### EXERCISE
From the listing below, copy out every line that contains the word "cloud".

### MATERIALS PROVIDED

::::::::

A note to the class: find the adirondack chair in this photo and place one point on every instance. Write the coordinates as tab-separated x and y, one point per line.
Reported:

::::::::

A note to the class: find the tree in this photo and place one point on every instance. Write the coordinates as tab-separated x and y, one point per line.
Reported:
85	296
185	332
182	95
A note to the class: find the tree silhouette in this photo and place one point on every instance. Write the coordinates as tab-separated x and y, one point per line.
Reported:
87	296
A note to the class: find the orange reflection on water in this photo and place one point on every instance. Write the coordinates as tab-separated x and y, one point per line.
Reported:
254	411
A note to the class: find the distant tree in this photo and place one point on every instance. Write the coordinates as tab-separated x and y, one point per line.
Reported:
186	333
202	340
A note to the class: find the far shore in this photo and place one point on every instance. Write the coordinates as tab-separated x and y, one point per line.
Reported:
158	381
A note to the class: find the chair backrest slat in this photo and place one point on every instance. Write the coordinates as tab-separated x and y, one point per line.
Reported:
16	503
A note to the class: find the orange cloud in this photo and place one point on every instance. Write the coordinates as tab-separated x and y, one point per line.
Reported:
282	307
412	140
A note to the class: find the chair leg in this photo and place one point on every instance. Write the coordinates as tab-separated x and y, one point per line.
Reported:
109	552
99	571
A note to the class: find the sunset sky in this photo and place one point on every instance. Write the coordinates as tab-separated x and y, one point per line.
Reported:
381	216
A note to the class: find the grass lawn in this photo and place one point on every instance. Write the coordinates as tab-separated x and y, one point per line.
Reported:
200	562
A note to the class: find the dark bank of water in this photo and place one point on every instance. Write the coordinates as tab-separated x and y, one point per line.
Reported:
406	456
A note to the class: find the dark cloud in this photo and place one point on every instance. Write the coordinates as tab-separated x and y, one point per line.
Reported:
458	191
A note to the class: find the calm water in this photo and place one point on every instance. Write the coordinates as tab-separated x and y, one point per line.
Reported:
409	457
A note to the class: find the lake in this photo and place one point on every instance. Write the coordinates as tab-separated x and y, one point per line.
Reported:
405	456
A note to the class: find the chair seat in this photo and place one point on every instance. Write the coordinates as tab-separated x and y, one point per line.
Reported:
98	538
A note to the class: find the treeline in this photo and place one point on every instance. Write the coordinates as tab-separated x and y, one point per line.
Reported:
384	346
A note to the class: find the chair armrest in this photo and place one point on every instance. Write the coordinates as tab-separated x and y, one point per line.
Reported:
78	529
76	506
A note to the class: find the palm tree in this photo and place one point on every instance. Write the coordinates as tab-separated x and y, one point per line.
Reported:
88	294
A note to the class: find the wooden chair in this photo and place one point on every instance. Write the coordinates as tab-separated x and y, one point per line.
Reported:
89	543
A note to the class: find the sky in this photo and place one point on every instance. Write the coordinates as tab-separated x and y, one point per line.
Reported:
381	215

::::::::

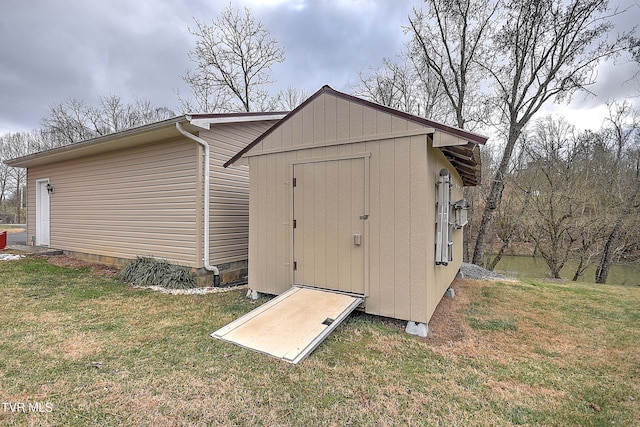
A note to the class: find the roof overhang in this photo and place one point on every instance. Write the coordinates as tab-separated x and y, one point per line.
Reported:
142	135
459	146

::::::::

### OUTPUT FOR THIS EXERCISE
A note to the class: find the orange cloud in this photo and place one point on every instance. Write the coordinates as tab-separated x and y, one point per line.
A note to the class: find the dark cloud in this photo and place one point on every instance. Write the coordinates as tab-separated x and y, one point per line.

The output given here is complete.